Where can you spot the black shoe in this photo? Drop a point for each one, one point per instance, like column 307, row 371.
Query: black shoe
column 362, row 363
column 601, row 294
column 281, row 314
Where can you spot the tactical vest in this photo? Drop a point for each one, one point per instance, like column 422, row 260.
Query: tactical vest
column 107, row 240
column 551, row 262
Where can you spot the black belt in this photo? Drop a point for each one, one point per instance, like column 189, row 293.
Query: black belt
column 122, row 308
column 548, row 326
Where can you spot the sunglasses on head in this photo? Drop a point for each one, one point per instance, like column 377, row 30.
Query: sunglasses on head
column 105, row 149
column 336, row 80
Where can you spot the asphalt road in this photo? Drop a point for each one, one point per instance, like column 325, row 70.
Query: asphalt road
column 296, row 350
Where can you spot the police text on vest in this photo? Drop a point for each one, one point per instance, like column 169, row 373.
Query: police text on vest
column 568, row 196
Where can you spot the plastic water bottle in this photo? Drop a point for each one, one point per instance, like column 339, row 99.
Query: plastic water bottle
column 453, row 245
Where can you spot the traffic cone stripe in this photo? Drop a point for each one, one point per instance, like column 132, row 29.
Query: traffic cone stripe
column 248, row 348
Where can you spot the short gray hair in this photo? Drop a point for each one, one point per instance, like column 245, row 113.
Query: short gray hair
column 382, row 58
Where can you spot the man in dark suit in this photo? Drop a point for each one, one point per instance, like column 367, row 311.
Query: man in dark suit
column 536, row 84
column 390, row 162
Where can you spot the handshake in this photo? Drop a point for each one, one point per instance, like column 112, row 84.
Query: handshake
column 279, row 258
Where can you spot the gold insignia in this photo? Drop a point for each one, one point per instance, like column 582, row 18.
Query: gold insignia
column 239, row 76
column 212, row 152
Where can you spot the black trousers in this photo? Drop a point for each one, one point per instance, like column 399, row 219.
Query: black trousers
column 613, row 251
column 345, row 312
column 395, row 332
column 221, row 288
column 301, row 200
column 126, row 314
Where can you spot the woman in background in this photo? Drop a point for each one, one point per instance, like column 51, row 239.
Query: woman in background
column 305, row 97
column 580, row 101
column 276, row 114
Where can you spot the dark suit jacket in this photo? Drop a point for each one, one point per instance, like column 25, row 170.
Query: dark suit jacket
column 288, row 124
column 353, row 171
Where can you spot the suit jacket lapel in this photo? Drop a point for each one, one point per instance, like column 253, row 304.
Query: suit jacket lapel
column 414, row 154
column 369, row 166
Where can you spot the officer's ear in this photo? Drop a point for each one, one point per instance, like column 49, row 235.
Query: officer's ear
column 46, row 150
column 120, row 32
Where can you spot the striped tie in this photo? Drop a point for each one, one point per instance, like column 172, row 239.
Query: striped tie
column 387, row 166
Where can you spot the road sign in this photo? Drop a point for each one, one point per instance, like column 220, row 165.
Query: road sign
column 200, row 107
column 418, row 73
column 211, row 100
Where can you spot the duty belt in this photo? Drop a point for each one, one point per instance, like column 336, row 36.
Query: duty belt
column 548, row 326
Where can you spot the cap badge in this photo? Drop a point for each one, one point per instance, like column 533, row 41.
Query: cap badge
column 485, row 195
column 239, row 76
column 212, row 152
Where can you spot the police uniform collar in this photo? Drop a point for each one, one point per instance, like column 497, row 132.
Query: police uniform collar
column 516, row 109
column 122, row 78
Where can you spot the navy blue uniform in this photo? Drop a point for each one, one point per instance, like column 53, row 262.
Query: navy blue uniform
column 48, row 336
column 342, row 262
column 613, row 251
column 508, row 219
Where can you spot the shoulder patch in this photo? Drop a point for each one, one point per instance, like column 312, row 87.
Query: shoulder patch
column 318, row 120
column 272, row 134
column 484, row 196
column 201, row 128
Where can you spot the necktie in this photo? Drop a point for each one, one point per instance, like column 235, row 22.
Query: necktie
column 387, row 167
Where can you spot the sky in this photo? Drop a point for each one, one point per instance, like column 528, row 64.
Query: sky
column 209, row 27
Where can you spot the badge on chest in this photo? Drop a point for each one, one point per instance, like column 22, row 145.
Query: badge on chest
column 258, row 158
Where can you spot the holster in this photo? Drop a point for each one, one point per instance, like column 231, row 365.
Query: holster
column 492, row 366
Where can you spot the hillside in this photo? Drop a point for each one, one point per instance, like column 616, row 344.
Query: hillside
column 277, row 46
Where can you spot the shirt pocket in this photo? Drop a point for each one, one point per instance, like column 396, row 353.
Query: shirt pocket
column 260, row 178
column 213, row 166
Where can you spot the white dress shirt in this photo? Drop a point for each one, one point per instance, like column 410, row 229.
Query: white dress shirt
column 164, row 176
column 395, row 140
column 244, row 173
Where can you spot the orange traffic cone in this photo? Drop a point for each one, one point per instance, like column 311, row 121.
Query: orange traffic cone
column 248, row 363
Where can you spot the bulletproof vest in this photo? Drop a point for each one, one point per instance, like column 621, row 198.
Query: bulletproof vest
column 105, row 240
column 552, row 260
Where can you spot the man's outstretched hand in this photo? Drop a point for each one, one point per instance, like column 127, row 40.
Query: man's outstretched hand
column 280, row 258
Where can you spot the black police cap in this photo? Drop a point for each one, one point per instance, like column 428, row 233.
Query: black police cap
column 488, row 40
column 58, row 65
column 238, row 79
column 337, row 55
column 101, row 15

==*==

Exercise task:
Reproduce every one of the records above word for word, with nothing changed.

Exercise answer:
Where can you spot the black shoe in this photo? Drop a point for each one, one point per instance, like column 307, row 371.
Query: black shoe
column 362, row 363
column 601, row 294
column 281, row 314
Where can you spot the tactical vest in this photo? Drop a point for each one, one point per instance, like column 422, row 260.
Query: tactical vest
column 107, row 240
column 551, row 262
Where can you spot the black belt in this photo? Drop a point for each one, one point per instance, like column 189, row 293.
Query: black belt
column 122, row 308
column 548, row 326
Where can you spot the sunglasses on head in this photo? Drop a point for each one, one point per instance, like column 377, row 30.
Query: sunglasses on head
column 105, row 149
column 336, row 80
Where can you spot the asphalt road in this photo? Drop a point for each one, one point per instance, like column 325, row 70.
Query: asphalt road
column 296, row 350
Where can you spot the police text on vest in this photo? Drop a point for each one, one point per instance, like column 169, row 373.
Query: police text on vest
column 568, row 196
Where can you spot the plastic water bottle in this photo? Drop a point for each one, one point per instance, like column 339, row 99.
Query: plastic water bottle
column 453, row 245
Where can you spot the traffic cone stripe in this photo? Drop a point for each one, one point per instance, like column 132, row 29.
Query: traffic cone stripe
column 248, row 348
Where can you spot the short gray hair in this photo? Drop a point for each one, one point per instance, like column 245, row 113.
Query: short gray hair
column 382, row 58
Where can you spot the man in dark suit in this photo? Drop a point for each one, one point per instance, like column 367, row 311.
Query: man in dark suit
column 536, row 84
column 390, row 162
Where can you spot the handshake in this photo? Drop a point for each one, one point per instance, like column 112, row 84.
Query: handshake
column 279, row 258
Where can you spot the gold insignia in this photo? Drop a point for each one, one point per instance, like column 582, row 18.
Query: gold insignia
column 239, row 76
column 212, row 152
Where can you spot the black trousers in this photo? Drop a point for each one, one point per instance, like column 399, row 219.
Query: black trousers
column 613, row 251
column 345, row 312
column 395, row 332
column 221, row 288
column 301, row 200
column 126, row 314
Where can you spot the woman in background in this photo? Drop a point for each one, one point per instance, like column 51, row 239.
Query: woman in background
column 305, row 97
column 580, row 101
column 276, row 114
Where can you spot the dark suit jacket in this photo? Drop a point for each one, one point per instance, like column 25, row 170.
Query: dark suit jacket
column 288, row 124
column 353, row 171
Where can you spot the suit jacket lapel in this photo? Drop a point for each one, one point per instance, like column 253, row 304.
Query: suit jacket lapel
column 414, row 154
column 369, row 166
Where can you spot the officer's ear in this photo? Drop a point for each one, one point per instance, like column 49, row 235.
Query: officer's ear
column 46, row 150
column 120, row 32
Where can you spot the striped tie in this photo? Drop a point for each one, one point per instance, like column 172, row 239.
Query: striped tie
column 387, row 166
Where can you spot the road sign in this photo? Drop a point for each one, one point per instance, like column 220, row 165.
Query: road sign
column 200, row 107
column 418, row 73
column 211, row 100
Where can you spot the duty belt in this photo? Drop a point for each one, one point per instance, like column 336, row 36.
Query: duty belt
column 548, row 326
Where can you spot the cap badge in this photo? Drop a point for each one, one point per instance, like column 533, row 41.
Query: cap badge
column 485, row 195
column 239, row 76
column 212, row 152
Where can you spot the police uniform collar in this photo? Drop a point for each one, one point per instance, like column 497, row 132.
Query: police uniform collar
column 516, row 109
column 122, row 78
Where can you spot the navy blue uniform in this photo? Drop a point for each one, one point per instance, like column 53, row 262.
Query: navy blue uniform
column 48, row 336
column 342, row 262
column 613, row 251
column 508, row 219
Where can you spot the shoulder patch in this photo? Drop a point for each one, one point per instance, like column 312, row 87.
Query: shoulder patch
column 318, row 120
column 272, row 134
column 484, row 196
column 201, row 128
Where can you spot the necktie in this photo? Drop a point for each one, one point per instance, like column 235, row 22.
Query: necktie
column 387, row 167
Where can you spot the sky in this photo? Drop a point for each one, one point per instance, like column 528, row 64.
Query: sky
column 209, row 27
Where can you spot the badge on chest in this photo? Drop a point for each one, one point per instance, like column 22, row 145.
Query: badge on chest
column 258, row 158
Where can you spot the holster in this photo? Drop a point for each one, one point per instance, like column 231, row 365.
Query: holster
column 492, row 366
Where can you spot the hillside in this photo? Drop a point for each one, one point per instance, like column 616, row 344.
Query: hillside
column 277, row 46
Where can you spot the shirt pocket in this photo? Drop a point for each one, one point per instance, like column 396, row 353.
Query: shirt pocket
column 260, row 178
column 213, row 166
Where can you spot the white dress shirt in this photo? Drop a point for each one, one point per instance, like column 410, row 229.
Query: white dress shirt
column 164, row 176
column 395, row 140
column 244, row 173
Where can you spot the orange traffic cone in this photo? Drop a point for each one, one point per instance, like column 311, row 121.
Query: orange traffic cone
column 248, row 363
Where can you spot the bulletproof vest in this photo? Drop a point for each one, one point per instance, like column 621, row 198.
Query: bulletproof vest
column 105, row 240
column 552, row 260
Where can you spot the man's outstretched hand in this photo? Drop a point for each one, one point per instance, like column 127, row 40.
Query: man's outstretched hand
column 280, row 258
Where can you spot the black police cap in this photo? Drop a point for each one, one point per instance, like column 428, row 233.
Query: black police cap
column 488, row 40
column 58, row 65
column 238, row 79
column 337, row 55
column 101, row 15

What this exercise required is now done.